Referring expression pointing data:
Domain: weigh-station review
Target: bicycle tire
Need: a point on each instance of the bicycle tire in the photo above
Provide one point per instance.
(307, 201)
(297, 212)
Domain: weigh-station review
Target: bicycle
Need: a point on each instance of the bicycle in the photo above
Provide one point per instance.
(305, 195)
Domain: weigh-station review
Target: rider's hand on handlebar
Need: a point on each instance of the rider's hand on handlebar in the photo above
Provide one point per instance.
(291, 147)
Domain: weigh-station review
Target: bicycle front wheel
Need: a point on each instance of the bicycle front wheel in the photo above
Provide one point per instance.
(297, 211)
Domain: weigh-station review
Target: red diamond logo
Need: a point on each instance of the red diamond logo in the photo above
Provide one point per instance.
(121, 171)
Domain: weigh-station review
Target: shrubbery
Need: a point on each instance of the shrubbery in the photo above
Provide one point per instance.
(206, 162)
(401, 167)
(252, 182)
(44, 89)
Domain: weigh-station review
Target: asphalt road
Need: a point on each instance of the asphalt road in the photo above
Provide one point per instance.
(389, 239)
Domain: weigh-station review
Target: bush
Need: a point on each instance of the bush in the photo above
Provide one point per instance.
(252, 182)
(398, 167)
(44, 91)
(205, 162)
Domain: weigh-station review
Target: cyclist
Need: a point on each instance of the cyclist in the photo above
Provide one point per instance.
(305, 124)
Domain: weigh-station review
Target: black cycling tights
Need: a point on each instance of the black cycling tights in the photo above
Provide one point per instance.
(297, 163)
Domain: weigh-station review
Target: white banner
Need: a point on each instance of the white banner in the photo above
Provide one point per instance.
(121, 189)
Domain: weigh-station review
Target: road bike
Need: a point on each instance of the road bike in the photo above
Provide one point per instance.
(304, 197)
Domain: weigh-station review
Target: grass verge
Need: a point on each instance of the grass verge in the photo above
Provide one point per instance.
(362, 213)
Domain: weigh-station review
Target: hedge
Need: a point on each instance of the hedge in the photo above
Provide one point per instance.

EXERCISE DETAILS:
Using the records above, copy every line that has the word "bicycle" in it.

EXERCISE SOLUTION:
Target: bicycle tire
Need: a point on each instance of the bicycle tire in the photo above
Target: bicycle
Need: a point on each instance of the bicycle in the photo above
Target: bicycle front wheel
Need: a point on each instance of the bicycle front wheel in the photo above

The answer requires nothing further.